Set exercise
Rewrite all the items below, changing "Sample output" to "Example output" wherever it appears and leaving everything else the same.

Excerpted records
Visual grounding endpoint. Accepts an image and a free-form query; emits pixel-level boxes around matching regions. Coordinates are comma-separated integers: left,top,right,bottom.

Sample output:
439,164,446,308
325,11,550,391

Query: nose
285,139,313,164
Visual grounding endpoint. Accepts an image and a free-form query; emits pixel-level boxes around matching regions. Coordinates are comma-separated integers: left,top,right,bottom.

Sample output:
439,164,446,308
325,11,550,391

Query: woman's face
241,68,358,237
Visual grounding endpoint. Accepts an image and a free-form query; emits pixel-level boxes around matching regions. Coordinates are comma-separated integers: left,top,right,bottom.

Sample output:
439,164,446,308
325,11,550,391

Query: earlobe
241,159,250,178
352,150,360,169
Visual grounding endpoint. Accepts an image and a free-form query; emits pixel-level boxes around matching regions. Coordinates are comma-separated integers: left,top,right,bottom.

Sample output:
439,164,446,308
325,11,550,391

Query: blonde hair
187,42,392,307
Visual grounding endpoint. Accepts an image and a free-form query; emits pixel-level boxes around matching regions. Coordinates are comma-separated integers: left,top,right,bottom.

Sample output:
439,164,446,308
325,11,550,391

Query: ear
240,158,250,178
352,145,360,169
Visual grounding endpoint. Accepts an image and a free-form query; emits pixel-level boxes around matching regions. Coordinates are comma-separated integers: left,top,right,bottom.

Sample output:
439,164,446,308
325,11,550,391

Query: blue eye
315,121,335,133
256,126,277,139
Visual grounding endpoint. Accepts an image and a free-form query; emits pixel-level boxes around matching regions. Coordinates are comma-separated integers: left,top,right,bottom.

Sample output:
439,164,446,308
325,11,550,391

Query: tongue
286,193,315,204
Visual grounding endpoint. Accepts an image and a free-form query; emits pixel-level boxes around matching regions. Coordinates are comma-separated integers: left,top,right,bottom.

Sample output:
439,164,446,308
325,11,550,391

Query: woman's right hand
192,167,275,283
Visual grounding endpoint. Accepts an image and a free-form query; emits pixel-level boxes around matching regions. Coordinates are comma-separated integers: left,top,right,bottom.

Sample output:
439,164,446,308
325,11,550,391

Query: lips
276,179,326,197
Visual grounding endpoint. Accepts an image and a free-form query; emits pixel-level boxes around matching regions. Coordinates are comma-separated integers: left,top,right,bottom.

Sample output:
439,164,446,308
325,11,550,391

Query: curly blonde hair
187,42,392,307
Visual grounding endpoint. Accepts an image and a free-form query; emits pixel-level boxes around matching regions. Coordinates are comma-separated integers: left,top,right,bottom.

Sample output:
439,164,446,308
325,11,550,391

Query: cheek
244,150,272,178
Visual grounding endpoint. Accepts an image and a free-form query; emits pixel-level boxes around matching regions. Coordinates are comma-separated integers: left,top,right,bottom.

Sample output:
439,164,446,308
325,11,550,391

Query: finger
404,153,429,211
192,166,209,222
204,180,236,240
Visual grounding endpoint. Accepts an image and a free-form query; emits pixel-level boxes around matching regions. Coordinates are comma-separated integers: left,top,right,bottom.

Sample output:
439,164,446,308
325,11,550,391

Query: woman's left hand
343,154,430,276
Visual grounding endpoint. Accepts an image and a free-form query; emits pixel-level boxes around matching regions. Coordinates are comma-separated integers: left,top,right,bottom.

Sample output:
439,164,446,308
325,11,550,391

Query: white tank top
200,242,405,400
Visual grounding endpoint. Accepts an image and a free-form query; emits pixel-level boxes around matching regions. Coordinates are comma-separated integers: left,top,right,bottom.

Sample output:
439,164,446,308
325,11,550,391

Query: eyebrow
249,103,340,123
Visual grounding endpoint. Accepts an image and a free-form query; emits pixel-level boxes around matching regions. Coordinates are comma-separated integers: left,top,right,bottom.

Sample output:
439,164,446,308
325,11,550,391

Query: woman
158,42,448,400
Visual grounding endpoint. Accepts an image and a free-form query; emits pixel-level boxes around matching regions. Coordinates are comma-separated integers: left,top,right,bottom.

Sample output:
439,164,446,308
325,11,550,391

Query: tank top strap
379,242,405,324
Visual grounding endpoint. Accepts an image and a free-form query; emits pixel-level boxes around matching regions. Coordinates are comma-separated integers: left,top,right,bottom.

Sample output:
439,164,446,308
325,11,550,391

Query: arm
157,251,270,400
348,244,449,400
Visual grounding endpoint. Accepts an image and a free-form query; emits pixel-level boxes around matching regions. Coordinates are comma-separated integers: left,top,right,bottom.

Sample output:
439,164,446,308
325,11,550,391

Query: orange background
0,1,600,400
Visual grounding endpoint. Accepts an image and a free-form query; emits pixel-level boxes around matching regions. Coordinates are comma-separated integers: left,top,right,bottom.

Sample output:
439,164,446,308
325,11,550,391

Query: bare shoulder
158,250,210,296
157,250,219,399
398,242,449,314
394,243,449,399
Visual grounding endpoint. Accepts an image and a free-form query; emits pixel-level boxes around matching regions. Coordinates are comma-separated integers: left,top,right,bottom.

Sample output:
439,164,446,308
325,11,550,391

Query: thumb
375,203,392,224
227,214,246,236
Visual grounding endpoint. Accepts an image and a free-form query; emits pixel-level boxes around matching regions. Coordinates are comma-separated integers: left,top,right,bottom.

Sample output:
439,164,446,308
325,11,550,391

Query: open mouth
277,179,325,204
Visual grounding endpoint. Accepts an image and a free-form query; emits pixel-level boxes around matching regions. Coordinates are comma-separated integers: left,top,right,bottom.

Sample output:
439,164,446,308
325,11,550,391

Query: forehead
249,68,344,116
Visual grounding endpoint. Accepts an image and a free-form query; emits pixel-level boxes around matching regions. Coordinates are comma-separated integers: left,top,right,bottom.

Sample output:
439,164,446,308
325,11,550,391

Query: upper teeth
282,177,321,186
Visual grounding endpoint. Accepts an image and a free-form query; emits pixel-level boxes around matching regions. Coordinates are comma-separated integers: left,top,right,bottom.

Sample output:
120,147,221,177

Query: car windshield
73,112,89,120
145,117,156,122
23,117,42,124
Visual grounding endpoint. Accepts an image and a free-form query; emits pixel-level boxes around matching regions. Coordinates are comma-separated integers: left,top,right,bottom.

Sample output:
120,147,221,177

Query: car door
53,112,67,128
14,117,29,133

Task answer
Visual grounding endpoint. Accepts an image and a free-form query; emits pixel-level boxes around matching regions. Coordinates are comma-separated integers: left,top,right,bottom.

Example output:
439,164,446,308
325,11,550,391

Query: nose
285,139,313,164
Visual grounding endpoint. Accepts an image and a free-form query; emits pixel-level boxes around matching regions. Coordinates are comma-separated integers: left,top,right,bottom.

Example output:
439,164,446,308
325,11,550,391

Query: woman's face
241,68,358,237
Visual grounding endpoint. Accepts an image and a free-form query; emits pixel-level boxes around matching regions. Coordinates are comma-separated integers: left,top,right,bottom.

Example output:
439,164,446,308
325,11,550,391

Query: earlobe
241,159,250,178
352,150,360,169
Visual grounding endpoint. Accepts an image and a free-form query; emits pixel-level boxes around matching regions. Coordinates are comma-separated integers: left,top,right,bottom.

Example output:
439,164,446,308
325,11,550,391

Query: blonde hair
187,42,392,307
Visual grounding endpoint. Accepts an image and a free-form query; emits pixel-level boxes around matching regions. Coordinates are comma-separated integers: left,top,right,bottom.

Example output:
439,164,446,308
325,11,550,391

Query: ear
240,158,250,178
352,145,360,169
Visual grounding endpoint. Accepts an image and a free-form query; emits pixel-level boxes around matching regions. Coordinates are comma-separated integers: left,top,right,bottom.

Example output:
439,164,446,308
325,11,550,391

Query: blue eye
315,121,335,133
256,126,277,139
Visual grounding endpoint. Accepts an image and a free-form query; emits pixel-level boxes around matching regions. Coordinates are comma-separated integers: left,top,right,bottom.

Example output:
439,164,446,308
325,11,550,391

Query: tongue
286,193,315,204
Visual grounding endpoint. Accepts an image and a free-form query; emits pixel-level boxes around matching regions. Coordinates are comma-separated integers: left,top,right,bottom.

Example output:
439,164,446,308
325,11,550,391

Query: woman's right hand
192,167,275,283
Visual grounding endpoint. Accepts an image and a free-form query; emits pixel-level boxes around matching regions. Coordinates are comma-separated integers: left,top,right,bottom.

Example output:
439,164,446,308
325,11,550,391

Query: lips
276,179,326,197
Visual grounding endpoint. Accepts an image and a free-form query; emits pixel-level boxes around matching regions. Coordinates are comma-separated integers: left,top,right,bottom.

Example output:
439,164,446,308
325,11,550,391

Query: curly blonde hair
187,42,392,307
Visual grounding endpoint. Accepts an image and a free-form query; emits pixel-level boxes around matching regions. Coordinates are comma-separated integers: left,top,right,bottom.

Example output:
439,164,446,308
325,11,550,391

Query: cheek
244,150,272,178
Visual grounding endpoint. Accepts an image and a free-form query; emits pixel-level boxes around matching regions. Coordinates are comma-separated integers: left,top,right,bottom.

Example output:
439,164,446,308
325,11,550,391

Query: finger
404,153,429,211
192,166,209,222
204,180,236,240
Visual grounding endpoint. Accepts an image and a free-form query; emits pixel-level boxes around matching regions. Coordinates are comma-separated integers: left,top,right,bottom.

Example output:
439,164,446,308
325,11,550,391

Query: woman's left hand
343,154,430,276
Visual grounding endpoint. Accepts an image and a free-form query; emits pixel-level boxes around matching regions. Coordinates are comma-separated integers: left,top,right,bottom.

Example output:
439,164,446,308
325,11,550,391

Query: white tank top
200,242,405,400
Visual grounding endpoint. Accepts an image and a free-form query; emits pixel-level boxes around matching regions. Coordinates are comma-separated integers: left,top,right,bottom.

Example output:
439,164,446,308
325,11,550,391

Query: eyebrow
249,103,340,123
Visual grounding endpoint. Accepts an image and a free-form query; emits pixel-level boxes around matching regions. Coordinates are comma-separated integers: left,top,right,bottom.

Example output:
439,164,446,308
325,11,550,391

Query: woman
158,42,448,400
Visual grounding endpoint. Accepts an image and a free-form query; emits pixel-level boxes around matching regions. Coordinates are comma-separated integers: left,top,right,bottom.

Example output:
439,164,446,308
325,11,550,391

Query: tank top strap
379,242,405,324
Visual grounding endpoint. Accepts an image and a free-form query; emits pixel-level boxes around matching regions. Coordinates are comma-separated integers: left,top,right,bottom.

Example output:
439,164,446,308
325,11,550,391

Query: arm
157,251,270,400
348,244,449,400
Visual grounding endpoint. Accepts an image and a free-form query; emits pixel-level boxes around matching regions. Coordinates are comma-separated integers: left,top,right,bottom.

Example output:
439,164,446,308
325,11,550,391

Query: orange background
0,1,600,400
Visual grounding endpoint. Accepts an image and a free-form query; emits pixel-level boxes around matching regions. Coordinates are comma-separated integers: left,top,right,bottom.

Example output:
439,164,446,308
325,11,550,391

Query: bare shoulder
158,250,210,296
157,250,219,399
398,242,449,314
394,243,449,399
Visual grounding endpoint. Accepts an image and a free-form query; emits pixel-level boxes around matching regions. Coordinates are comma-separated integers: left,top,right,bottom.

Example output:
439,164,446,308
325,11,550,391

Query: thumb
375,203,392,224
227,214,246,236
Visual grounding endpoint. Accepts an image and a free-form query; emits pixel-level boxes around matching regions. Coordinates are comma-separated integers: left,top,right,bottom.

Example output:
439,164,446,308
325,11,550,391

Query: open mouth
277,179,325,204
Visual grounding endpoint. Accepts an image and a free-form query; emits pixel-level boxes around matching regions. Coordinates are comma-separated integers: left,top,right,bottom.

Example output:
439,164,446,308
325,11,550,391

Query: forehead
249,68,344,116
Visual grounding endpoint. Accepts an image and a free-form query; emits pixel-level boxes around matching regions. Coordinates are comma-separated integers: left,top,right,bottom.

Example output:
439,164,446,308
325,11,550,391

Query: upper teeth
282,177,321,186
Visual grounding endpoint. Accepts an image and a free-form query; emits pixel-level boxes around matching regions. Coordinates are comma-separated integers: left,top,right,bottom.

Example output:
120,147,221,177

Query: car windshield
73,112,89,120
145,117,156,122
23,117,42,124
Visual grounding endpoint. Accepts an image and a free-form query; emits pixel-level boxes around matching regions. Coordinates are comma-separated integers: left,top,right,bottom.

Example output:
120,147,221,177

Query: car door
53,112,67,128
14,117,29,133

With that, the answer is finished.